CONSEGNA »
Ricopia tutto il materiale riportato qui sotto, riga per riga, senza cambiare nulla.

DATI FORNITI »
+++

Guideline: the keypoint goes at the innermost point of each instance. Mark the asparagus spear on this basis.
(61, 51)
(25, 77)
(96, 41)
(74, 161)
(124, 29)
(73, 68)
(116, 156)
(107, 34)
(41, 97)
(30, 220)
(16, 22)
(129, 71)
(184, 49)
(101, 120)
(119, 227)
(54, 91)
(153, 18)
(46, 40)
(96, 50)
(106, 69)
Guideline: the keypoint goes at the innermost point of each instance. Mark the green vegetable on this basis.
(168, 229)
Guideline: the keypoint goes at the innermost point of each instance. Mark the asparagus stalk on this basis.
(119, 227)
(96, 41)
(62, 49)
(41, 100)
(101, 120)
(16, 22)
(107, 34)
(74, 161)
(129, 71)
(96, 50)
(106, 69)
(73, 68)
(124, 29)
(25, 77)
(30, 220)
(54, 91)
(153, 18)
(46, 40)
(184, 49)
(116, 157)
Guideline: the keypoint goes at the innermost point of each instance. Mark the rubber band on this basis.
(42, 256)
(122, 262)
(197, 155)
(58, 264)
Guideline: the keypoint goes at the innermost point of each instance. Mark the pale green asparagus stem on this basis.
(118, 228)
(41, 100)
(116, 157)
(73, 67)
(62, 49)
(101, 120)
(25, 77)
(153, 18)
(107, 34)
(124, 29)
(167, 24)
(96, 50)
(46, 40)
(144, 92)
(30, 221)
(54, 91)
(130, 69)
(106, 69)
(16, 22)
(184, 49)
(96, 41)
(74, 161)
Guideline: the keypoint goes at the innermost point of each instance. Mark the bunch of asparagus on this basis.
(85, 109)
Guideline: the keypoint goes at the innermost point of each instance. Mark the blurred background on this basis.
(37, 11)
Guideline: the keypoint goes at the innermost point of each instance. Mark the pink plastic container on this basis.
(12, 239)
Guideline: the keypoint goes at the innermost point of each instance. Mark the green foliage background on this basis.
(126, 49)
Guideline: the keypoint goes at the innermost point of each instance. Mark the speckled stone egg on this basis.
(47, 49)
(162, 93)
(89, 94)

+++

RISPOSTA »
Guideline: the keypoint goes at the innermost point of each instance. Mark the asparagus spear on this basis.
(61, 51)
(25, 77)
(96, 41)
(74, 161)
(124, 29)
(73, 68)
(116, 156)
(107, 34)
(41, 97)
(30, 220)
(16, 22)
(129, 71)
(184, 49)
(101, 120)
(119, 227)
(54, 91)
(153, 18)
(46, 40)
(96, 50)
(106, 69)
Guideline: the keypoint goes at the innermost point of each instance. Mark the green vegetable on this basis.
(168, 229)
Guideline: the keypoint goes at the innermost point of each instance. Mark the asparagus stalk on this basis.
(119, 227)
(96, 41)
(62, 49)
(41, 100)
(101, 120)
(16, 22)
(107, 34)
(74, 161)
(129, 71)
(96, 50)
(106, 69)
(73, 68)
(124, 29)
(25, 77)
(30, 220)
(54, 91)
(153, 18)
(46, 40)
(184, 49)
(116, 157)
Guideline: the keypoint goes at the innermost point of each instance. Mark the rubber band on this basis.
(42, 256)
(122, 262)
(197, 155)
(58, 264)
Guideline: the keypoint goes at the innermost point of each instance. Mark the pale green asparagus stem on this basis.
(118, 228)
(41, 100)
(116, 157)
(73, 67)
(62, 49)
(101, 120)
(25, 77)
(153, 18)
(107, 34)
(124, 29)
(167, 24)
(96, 50)
(46, 40)
(144, 92)
(30, 221)
(54, 91)
(130, 69)
(106, 69)
(16, 22)
(184, 49)
(96, 41)
(74, 161)
Guideline: the keypoint goes at the innermost point of each instance. Mark the bunch of asparagus on this basis.
(85, 109)
Guideline: the keypoint goes at the innermost point of each instance. Mark the blurred background on this basis.
(37, 11)
Guideline: the keypoint goes at the innermost point of each instance. Mark the pink plastic container on this basis.
(12, 239)
Guideline: the keypoint goes at the innermost point of each instance. Mark the green foliage background on this basis.
(126, 49)
Guideline: the keypoint goes at the innermost point of each instance. Mark the speckled stone egg on this basis.
(47, 49)
(162, 93)
(89, 94)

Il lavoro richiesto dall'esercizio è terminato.